---- DATA SUPPLIED

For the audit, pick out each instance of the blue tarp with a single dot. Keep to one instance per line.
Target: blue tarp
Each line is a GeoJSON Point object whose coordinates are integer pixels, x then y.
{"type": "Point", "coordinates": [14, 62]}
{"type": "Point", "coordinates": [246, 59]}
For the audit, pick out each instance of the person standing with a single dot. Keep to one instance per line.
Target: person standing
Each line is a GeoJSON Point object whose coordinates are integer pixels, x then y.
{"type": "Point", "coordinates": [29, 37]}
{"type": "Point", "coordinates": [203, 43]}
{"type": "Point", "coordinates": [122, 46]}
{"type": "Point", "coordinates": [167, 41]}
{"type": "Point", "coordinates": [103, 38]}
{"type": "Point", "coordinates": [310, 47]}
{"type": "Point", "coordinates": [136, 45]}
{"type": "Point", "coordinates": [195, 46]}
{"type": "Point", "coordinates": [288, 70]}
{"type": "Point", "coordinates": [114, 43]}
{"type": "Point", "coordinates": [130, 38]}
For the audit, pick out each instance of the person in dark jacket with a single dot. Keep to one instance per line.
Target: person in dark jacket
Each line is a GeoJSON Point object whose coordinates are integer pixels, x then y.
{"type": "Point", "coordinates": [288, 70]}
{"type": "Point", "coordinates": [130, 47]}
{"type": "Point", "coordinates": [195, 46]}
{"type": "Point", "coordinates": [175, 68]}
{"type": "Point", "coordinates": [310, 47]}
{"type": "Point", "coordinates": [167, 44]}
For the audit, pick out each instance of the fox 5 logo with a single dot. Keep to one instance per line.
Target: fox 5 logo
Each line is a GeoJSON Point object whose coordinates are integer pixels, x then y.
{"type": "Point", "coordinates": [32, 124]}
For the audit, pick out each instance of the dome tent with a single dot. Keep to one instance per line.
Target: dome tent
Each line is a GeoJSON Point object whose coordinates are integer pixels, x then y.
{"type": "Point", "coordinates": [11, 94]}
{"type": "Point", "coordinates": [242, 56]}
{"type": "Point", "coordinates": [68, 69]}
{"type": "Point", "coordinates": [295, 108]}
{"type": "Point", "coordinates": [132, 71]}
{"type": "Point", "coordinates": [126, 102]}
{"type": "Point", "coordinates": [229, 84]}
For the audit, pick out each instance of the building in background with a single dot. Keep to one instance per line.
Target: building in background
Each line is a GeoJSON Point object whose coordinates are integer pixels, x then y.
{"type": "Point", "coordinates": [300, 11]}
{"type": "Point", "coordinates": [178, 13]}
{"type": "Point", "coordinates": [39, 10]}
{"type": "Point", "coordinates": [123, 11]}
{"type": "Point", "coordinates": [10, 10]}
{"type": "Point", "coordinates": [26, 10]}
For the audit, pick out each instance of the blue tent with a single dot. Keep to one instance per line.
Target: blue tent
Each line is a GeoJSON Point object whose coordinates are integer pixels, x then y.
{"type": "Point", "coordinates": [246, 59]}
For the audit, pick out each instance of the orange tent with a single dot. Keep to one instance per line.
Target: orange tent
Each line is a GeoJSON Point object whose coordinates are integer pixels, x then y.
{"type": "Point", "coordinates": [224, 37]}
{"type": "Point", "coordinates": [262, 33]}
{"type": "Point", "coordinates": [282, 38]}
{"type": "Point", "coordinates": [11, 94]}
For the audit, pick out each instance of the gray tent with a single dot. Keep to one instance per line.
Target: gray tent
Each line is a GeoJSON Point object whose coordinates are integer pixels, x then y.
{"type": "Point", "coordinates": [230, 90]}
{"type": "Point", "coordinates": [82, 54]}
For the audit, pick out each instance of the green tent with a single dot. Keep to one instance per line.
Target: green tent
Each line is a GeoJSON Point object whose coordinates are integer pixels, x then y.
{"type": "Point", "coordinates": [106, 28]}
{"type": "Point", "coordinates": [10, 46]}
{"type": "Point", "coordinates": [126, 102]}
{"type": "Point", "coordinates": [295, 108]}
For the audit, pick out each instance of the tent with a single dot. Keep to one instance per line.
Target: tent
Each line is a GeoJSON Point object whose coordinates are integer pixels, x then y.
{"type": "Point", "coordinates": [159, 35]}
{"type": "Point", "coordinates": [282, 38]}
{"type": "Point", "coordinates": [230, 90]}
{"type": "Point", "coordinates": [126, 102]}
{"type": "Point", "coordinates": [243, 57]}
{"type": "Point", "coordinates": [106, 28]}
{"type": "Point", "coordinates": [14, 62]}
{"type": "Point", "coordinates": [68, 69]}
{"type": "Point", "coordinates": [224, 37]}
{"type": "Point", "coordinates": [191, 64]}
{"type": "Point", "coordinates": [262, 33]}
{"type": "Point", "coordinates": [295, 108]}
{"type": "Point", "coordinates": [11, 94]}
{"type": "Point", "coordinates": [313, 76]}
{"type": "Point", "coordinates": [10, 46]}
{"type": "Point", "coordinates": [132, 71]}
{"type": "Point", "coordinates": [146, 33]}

--------

WHAT IS BEING ASKED |
Repeat exactly the lines above, starting with the line that contains "For the audit, pick out each instance of the orange" and ending with the last line, both included, and nothing else.

OUTPUT |
For the audit, pick out each instance of the orange tent with a single dot. Keep to one instance per line.
Target: orange tent
Each line is a GeoJSON Point object whose coordinates are integer pixels, x then y.
{"type": "Point", "coordinates": [224, 37]}
{"type": "Point", "coordinates": [262, 33]}
{"type": "Point", "coordinates": [282, 38]}
{"type": "Point", "coordinates": [11, 94]}
For the audit, pick out each instance of the gray tent with a single dot. Keep to one instance per line.
Target: gray tent
Each line is a GeoJSON Point object whose coordinates are integer pixels, x then y.
{"type": "Point", "coordinates": [230, 90]}
{"type": "Point", "coordinates": [82, 54]}
For the audit, pick out each instance of the green tent with a single dot. Keep to one instance per line.
Target: green tent
Each line is a GeoJSON Point object whose coordinates are integer pixels, x then y.
{"type": "Point", "coordinates": [106, 28]}
{"type": "Point", "coordinates": [10, 46]}
{"type": "Point", "coordinates": [126, 102]}
{"type": "Point", "coordinates": [295, 108]}
For the audit, pick out each instance of the tent with a single dot. Keep to one instance per line.
Target: tent
Each line is a GeoJSON Point object whose coordinates are integer pixels, x then y.
{"type": "Point", "coordinates": [159, 35]}
{"type": "Point", "coordinates": [282, 38]}
{"type": "Point", "coordinates": [230, 90]}
{"type": "Point", "coordinates": [126, 102]}
{"type": "Point", "coordinates": [243, 57]}
{"type": "Point", "coordinates": [106, 28]}
{"type": "Point", "coordinates": [14, 62]}
{"type": "Point", "coordinates": [68, 69]}
{"type": "Point", "coordinates": [224, 37]}
{"type": "Point", "coordinates": [191, 64]}
{"type": "Point", "coordinates": [262, 33]}
{"type": "Point", "coordinates": [295, 108]}
{"type": "Point", "coordinates": [11, 94]}
{"type": "Point", "coordinates": [313, 76]}
{"type": "Point", "coordinates": [10, 46]}
{"type": "Point", "coordinates": [132, 71]}
{"type": "Point", "coordinates": [146, 33]}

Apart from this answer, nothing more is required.